§ Exercise prompt: Extract every one of the lines below that contains the word "hair", copying each in full.

§ Extracted material:

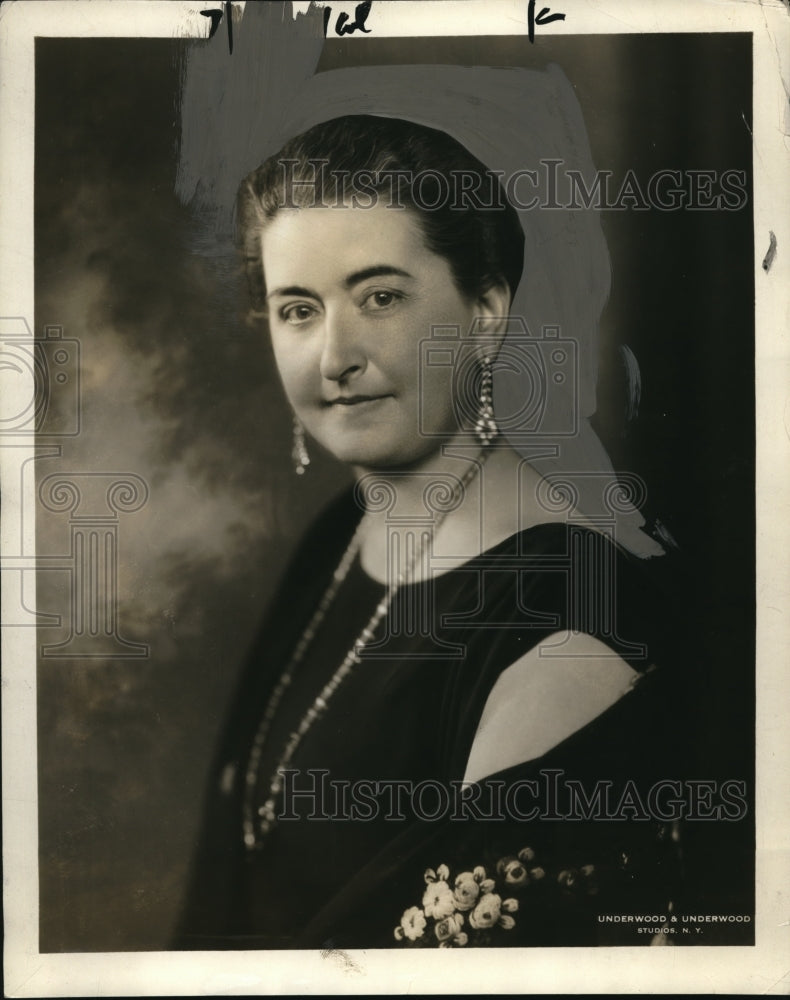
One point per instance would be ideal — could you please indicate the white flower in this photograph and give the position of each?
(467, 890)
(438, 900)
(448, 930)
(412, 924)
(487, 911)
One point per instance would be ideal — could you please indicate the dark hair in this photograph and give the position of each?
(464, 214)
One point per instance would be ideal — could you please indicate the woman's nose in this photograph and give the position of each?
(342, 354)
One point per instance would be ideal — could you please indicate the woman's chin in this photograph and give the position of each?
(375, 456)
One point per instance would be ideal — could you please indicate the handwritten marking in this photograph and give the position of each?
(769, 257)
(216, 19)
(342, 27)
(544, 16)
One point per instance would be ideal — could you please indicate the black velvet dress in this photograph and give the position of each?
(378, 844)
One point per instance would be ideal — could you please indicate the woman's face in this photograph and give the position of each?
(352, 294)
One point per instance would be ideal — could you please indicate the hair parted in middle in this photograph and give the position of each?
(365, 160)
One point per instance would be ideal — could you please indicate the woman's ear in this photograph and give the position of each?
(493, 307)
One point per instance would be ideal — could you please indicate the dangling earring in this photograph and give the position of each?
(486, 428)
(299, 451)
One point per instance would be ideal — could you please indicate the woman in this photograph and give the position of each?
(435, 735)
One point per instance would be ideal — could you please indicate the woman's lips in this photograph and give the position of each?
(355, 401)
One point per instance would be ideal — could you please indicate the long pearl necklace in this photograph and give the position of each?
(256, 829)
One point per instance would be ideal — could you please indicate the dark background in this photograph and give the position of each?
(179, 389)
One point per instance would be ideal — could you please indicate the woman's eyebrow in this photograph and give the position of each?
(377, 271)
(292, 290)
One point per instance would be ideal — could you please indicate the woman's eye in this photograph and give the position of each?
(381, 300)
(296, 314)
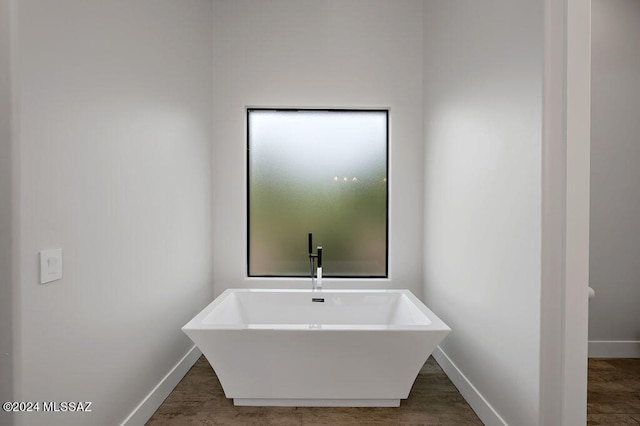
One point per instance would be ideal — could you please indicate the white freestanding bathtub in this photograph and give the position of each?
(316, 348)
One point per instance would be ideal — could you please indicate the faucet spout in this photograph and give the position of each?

---

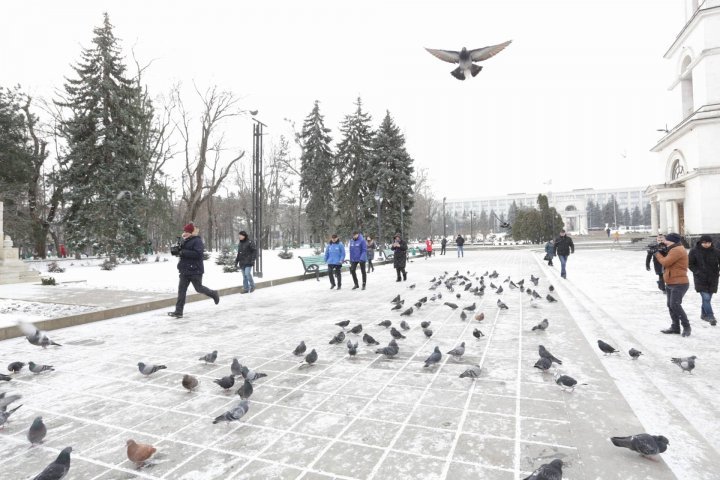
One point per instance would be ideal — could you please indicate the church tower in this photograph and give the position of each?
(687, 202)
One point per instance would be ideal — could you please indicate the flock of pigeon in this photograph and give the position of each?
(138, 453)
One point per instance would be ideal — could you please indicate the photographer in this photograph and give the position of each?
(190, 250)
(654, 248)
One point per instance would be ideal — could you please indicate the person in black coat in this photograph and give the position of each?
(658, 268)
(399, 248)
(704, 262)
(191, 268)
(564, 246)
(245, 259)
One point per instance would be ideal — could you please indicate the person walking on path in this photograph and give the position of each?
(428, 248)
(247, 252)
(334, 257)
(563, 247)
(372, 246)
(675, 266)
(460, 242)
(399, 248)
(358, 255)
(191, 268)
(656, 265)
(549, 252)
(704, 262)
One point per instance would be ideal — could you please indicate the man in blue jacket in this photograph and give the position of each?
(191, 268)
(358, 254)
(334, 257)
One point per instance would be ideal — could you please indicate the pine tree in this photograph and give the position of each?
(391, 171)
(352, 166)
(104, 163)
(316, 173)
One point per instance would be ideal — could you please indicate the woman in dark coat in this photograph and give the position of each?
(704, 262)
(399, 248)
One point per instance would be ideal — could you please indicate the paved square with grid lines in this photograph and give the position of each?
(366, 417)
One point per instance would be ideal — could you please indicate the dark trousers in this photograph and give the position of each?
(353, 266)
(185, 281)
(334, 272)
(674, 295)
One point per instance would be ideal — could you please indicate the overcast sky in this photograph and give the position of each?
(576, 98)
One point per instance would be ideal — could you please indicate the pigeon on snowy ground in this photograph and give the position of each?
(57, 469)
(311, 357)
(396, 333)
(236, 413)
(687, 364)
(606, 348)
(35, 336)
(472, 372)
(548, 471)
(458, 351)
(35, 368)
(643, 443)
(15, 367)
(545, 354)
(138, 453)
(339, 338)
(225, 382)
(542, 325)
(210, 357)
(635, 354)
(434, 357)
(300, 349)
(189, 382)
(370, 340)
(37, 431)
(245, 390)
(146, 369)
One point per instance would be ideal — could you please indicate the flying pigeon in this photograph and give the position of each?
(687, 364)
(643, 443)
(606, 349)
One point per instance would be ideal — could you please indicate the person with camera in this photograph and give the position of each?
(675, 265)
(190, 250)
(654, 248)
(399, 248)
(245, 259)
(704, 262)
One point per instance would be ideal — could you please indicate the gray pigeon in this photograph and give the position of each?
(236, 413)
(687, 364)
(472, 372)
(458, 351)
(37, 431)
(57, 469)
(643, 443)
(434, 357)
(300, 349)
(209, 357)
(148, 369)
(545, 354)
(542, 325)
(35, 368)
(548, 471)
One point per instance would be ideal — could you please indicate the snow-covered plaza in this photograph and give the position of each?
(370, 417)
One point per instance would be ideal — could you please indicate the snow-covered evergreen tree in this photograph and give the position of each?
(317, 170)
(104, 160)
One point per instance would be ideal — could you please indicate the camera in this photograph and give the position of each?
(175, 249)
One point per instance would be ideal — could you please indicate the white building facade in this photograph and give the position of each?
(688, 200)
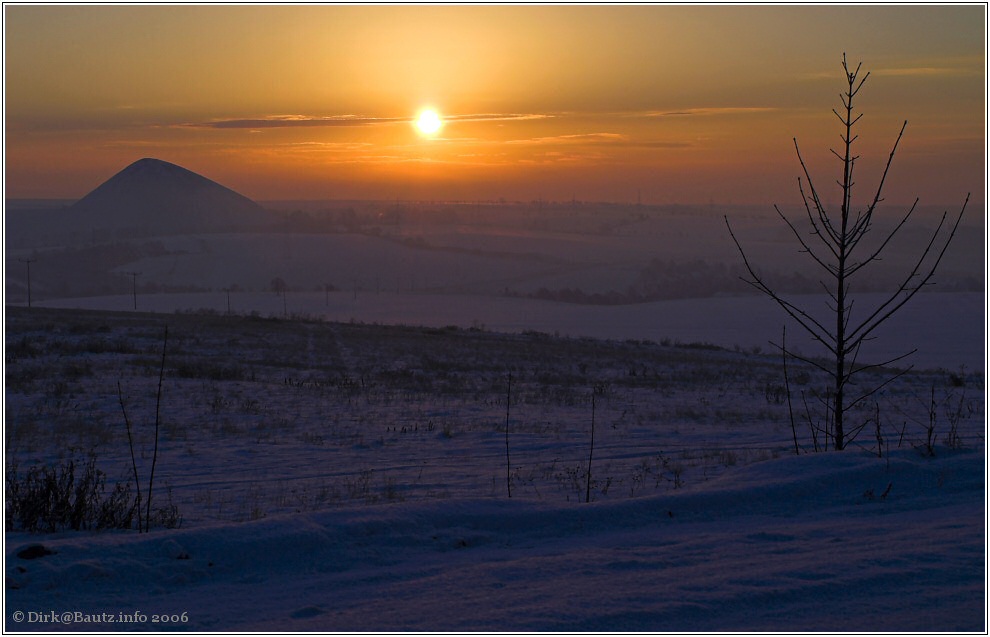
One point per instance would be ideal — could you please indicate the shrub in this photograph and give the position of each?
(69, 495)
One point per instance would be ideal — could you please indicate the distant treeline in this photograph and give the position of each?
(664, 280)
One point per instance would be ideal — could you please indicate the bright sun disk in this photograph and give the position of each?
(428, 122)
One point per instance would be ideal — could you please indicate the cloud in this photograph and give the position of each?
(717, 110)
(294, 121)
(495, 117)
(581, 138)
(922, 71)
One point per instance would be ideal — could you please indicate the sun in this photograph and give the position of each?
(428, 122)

§ Answer to this task:
One point per instance would be ideal — could you please indicate the dark hair in this photograph and give the position of each?
One point per instance would be ideal — could you please indicate the hair parted in middle in this photograph and give the position of each?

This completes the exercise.